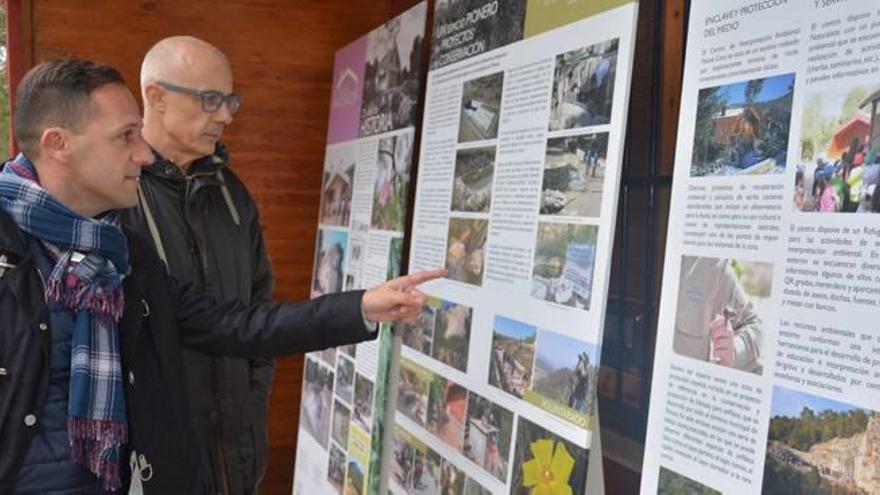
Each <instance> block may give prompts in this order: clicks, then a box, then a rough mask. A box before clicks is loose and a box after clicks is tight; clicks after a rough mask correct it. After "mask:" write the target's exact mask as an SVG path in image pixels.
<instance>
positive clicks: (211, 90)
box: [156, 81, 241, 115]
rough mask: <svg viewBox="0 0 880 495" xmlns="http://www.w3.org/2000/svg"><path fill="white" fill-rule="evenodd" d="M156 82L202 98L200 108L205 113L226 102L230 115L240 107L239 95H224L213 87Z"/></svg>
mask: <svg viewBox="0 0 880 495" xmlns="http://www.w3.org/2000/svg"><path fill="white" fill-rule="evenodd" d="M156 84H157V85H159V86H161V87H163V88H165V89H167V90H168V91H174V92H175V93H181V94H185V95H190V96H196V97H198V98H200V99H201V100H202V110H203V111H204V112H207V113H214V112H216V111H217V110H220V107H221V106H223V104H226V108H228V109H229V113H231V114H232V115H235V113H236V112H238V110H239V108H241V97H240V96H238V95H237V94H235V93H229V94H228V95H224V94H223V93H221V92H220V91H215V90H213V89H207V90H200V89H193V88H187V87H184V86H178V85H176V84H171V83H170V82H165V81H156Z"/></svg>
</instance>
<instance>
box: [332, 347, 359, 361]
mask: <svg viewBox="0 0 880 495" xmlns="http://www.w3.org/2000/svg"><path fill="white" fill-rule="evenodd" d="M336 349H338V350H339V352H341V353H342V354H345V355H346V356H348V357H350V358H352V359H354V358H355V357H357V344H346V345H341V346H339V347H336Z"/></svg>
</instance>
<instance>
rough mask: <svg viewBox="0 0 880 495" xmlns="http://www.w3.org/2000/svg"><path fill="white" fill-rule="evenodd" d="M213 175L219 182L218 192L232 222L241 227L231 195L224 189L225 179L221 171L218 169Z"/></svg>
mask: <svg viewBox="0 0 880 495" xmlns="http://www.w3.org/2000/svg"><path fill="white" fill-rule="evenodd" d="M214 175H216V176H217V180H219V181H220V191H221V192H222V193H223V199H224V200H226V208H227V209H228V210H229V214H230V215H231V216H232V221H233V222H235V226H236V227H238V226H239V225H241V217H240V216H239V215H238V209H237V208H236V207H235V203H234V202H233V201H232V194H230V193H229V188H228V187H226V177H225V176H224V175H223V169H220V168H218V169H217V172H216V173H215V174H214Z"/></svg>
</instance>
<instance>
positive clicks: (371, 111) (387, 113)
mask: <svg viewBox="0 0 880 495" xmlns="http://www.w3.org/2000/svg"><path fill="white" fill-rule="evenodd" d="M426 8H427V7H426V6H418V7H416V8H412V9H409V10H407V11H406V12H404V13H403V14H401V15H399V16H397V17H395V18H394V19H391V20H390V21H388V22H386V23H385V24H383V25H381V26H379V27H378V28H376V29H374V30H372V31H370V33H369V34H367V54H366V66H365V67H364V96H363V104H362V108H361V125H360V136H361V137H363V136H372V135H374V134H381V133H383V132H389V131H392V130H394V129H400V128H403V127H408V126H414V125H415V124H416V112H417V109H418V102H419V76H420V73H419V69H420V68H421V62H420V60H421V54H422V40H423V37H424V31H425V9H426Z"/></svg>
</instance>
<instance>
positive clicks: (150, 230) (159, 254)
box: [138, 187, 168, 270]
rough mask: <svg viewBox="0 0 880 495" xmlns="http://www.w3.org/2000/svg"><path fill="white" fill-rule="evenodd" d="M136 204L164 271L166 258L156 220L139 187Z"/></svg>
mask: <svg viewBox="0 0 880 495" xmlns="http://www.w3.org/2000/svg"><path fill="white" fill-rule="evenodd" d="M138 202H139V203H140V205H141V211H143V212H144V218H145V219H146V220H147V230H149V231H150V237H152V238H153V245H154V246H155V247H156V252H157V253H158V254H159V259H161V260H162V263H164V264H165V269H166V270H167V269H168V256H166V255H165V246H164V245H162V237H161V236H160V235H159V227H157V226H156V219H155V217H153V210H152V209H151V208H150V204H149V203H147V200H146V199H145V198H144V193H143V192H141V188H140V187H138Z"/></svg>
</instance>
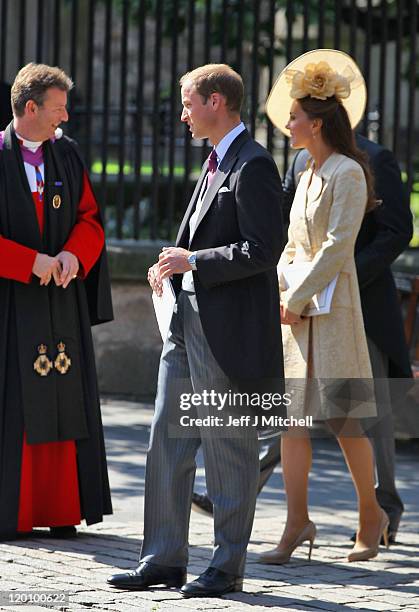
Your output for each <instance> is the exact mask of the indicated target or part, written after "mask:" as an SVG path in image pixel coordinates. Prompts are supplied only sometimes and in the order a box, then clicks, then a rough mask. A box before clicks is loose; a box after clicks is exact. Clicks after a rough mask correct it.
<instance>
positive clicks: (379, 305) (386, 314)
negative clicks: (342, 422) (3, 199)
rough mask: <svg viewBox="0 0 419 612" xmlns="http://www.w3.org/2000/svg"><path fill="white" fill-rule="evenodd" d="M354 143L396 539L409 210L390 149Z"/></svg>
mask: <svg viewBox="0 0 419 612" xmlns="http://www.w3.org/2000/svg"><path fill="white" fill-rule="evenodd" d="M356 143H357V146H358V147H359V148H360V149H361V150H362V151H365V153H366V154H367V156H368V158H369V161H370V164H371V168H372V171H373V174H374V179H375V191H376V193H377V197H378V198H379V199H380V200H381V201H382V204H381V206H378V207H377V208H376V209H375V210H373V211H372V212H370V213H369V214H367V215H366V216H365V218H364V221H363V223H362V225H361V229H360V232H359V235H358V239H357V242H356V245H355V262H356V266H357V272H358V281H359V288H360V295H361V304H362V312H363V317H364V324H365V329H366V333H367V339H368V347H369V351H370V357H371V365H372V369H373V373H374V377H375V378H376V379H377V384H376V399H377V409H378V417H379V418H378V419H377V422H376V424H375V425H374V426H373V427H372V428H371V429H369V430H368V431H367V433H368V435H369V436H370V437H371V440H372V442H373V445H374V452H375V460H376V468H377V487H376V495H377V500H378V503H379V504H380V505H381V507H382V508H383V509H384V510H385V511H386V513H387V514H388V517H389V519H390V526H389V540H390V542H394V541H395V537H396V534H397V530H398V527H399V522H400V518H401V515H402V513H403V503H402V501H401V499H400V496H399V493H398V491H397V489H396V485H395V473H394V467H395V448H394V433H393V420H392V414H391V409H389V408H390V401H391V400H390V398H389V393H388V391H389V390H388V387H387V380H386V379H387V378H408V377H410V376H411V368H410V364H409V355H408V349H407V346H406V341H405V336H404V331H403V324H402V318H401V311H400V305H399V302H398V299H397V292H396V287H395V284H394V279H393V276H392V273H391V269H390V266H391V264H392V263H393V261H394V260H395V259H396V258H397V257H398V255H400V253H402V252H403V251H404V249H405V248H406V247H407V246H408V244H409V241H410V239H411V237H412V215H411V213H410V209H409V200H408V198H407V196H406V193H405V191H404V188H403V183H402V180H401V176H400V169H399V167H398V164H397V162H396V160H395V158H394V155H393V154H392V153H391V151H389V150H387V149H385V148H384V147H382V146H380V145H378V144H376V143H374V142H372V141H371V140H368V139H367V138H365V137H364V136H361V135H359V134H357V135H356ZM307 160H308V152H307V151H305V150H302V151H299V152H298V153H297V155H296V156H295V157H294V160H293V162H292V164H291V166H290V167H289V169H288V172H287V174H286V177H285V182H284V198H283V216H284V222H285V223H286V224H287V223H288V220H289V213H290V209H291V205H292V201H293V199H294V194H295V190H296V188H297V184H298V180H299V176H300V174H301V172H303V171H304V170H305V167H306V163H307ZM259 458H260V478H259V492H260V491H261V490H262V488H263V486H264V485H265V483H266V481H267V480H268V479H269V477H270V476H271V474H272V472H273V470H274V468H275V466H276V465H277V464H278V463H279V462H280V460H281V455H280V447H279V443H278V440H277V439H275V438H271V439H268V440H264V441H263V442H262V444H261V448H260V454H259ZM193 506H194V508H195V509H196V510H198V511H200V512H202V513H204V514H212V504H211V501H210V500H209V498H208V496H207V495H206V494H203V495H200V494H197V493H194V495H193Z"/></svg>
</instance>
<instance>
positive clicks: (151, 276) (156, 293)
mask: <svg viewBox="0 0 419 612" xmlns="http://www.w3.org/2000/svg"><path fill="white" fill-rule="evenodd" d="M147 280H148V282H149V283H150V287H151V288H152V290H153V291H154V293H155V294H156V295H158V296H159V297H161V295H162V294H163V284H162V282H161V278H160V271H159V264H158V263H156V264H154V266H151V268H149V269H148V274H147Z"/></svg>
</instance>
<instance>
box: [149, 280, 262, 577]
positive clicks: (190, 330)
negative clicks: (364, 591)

- _Task description_
Skip the pictures. Restate exactly the lines from the start of the entries through the line containing "box: [156, 81, 241, 115]", both ends included.

- _Answer below_
Each <instance> block may give prompts in this order: clicks, then a box, then a rough mask. A box before clicks is loose and a box after clicks is tight; clicks after a rough mask correct it. After "mask:" write the target's exact mask as an SVG path in image pixels.
<instance>
positive clicks: (211, 90)
box: [156, 81, 241, 115]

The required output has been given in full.